───── Records for processing
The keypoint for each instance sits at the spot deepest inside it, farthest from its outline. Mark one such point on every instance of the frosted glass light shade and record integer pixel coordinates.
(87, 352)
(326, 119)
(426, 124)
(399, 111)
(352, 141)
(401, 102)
──────────
→ Goal: Give every one of the records above as a numbered list, leaving out any blank lines.

→ Solution to the problem:
1. The keypoint for each instance sits at the spot deepest inside it, farthest from its outline. Mark one such point on every instance of the frosted glass light shade and record integer pixel coordinates.
2. (87, 352)
3. (326, 119)
4. (426, 124)
5. (399, 111)
6. (352, 141)
7. (401, 102)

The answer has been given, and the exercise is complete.